──────── PASSAGE ────────

Fact check: A newspaper front page featuring a Bill Gates quote and a teaser for a piece about 9/11 is not proof the COVID-19 pandemic was planned
A Facebook post making illogical links between an old newspaper front page and the Nov. 9 announcement about a COVID-19 vaccine has been used to falsely claim the pandemic is fake.
The post (here) , from Nov. 10, includes a photo of a person holding up the front page of the June 2011 edition of The Sovereign Independent, a newspaper consisting of opinion pieces about well-known conspiracy theories. It has since folded (here) .
On the front of the June 2011 edition, there is a teaser for a four-page spread about 9/11, which promises it will be “exposing the explosive [World Trade Center] evidence.” Below this, is an anti-vaccination headline: “Depopulation through forced vaccination: The zero carbon solution!” A picture of Bill Gates sits alongside, with his quote: “The world today has 6.8 billion people. That’s headed up to about nine billion. Now, if we do a really great job on new vaccines, health care, reproductive health services, we could lower that by, perhaps, 10 or 15 percent.” The paper then refers to the billionaire businessman as “Billy ‘the kid killer’ Gates” (here) .
Accompanying the photo of the newspaper is a post from the Facebook user, in which she suggests there is a link between the 9/11 teaser and the Nov. 9, 2020 announcement from pharmaceutical company Pfizer that its vaccine for COVID-19 is more than 90% effective (here) .
She writes: “PRINTED IN 2011. LOOK AT WHAT IT SAYS 9/11. WHAT DAY WAS THE VACCINE announced 11/9 by Bill Gates. CAN PEOPLE please see this pandemic wasn’t natural it was ALWAYS PLANNED!!!!! This isn’t a coincidence and we keep trying to tell you.”
There is, however, no evidence of a link between the newspaper’s publication date, the 9/11 teaser and the date of the Pfizer announcement – and this does not prove that the pandemic was planned.

──────── INFORMATION SHOWN ────────

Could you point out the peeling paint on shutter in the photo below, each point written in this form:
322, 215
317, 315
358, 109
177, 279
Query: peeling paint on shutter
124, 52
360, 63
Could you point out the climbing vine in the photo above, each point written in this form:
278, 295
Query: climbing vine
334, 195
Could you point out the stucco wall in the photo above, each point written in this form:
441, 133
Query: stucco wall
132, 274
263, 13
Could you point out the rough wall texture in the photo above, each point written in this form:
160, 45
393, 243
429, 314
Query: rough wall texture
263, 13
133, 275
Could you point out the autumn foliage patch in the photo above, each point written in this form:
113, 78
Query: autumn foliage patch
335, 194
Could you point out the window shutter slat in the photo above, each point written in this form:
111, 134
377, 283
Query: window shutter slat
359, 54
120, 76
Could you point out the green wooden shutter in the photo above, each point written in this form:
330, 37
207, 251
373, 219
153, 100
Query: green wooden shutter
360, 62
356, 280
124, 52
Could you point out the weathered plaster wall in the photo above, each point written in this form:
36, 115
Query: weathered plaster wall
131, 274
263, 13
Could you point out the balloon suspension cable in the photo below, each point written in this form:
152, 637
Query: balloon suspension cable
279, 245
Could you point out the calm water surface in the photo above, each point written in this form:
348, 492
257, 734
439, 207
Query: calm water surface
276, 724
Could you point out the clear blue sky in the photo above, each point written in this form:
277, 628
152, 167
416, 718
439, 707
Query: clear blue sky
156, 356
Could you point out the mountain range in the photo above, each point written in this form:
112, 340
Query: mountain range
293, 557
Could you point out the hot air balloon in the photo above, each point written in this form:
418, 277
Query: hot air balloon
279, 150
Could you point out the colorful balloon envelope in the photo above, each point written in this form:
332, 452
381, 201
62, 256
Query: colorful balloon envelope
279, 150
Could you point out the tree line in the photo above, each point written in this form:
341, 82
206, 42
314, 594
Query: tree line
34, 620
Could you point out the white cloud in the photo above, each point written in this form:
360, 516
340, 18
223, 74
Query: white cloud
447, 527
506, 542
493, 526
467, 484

────────

● QUESTIONS:
#1 According to the fact check, on what date did Pfizer announce that its COVID-19 vaccine is more than 90% effective?
#2 Do these statements agree with the fact check? Answer yes or no for each, and quote the words from the fact check that decide it.
(a) The Sovereign Independent is still being published.
(b) The June 2011 front page shows a picture of Bill Gates.
(c) The Facebook post is dated Nov. 9.
#3 Continue the fact check about the newspaper front page and the Facebook post from where it stops.

● TASK ANSWERS:
#1 Nov. 9, 2020.

#2
(a) No: "It has since folded"
(b) Yes: "A picture of Bill Gates sits alongside, with his quote"
(c) No: "from Nov. 10"

#3
Severe acute respiratory syndrome coronavirus 2 (SARS-CoV-2) is the name of the virus that causes the disease COVID-19 (here). It was identified by Chinese authorities on Jan. 7, 2020, and is believed to have an animal origin that was not created or manipulated in a laboratory (here, here). Reuters has previously debunked similar claims that the pandemic was planned (here, here, here) .
Meanwhile, the quote from Bill Gates alongside the headline about depopulating the earth is one that has been repeatedly taken out of context (here, here). Gates made the comment during a TED talk in 2010 about reducing the world’s carbon emissions to zero (here) and was not suggesting the global population should be killed off using vaccines. In fact, his stance is the opposite.
Gates has long been a proponent of population control to target the roots of poverty and unrest, and told Forbes magazine in 2011 that when he first entered public health, it was to focus on contraception (here) . When he later saw data suggesting that when mortality rates fall, so, too, do birth rates, Gates shifted his focus from preventing births to saving people already alive. He told Forbes: “We moved pretty heavily into vaccines once we understood that.”
VERDICT
False. There is no evidence to suggest the COVID-19 pandemic was planned, and the similarity in the numbers between the newspaper’s publication, the 9/11 feature and the Pfizer vaccine announcement do not give rise to this. The Bill Gates quote on the front of the newspaper has also been taken out of context.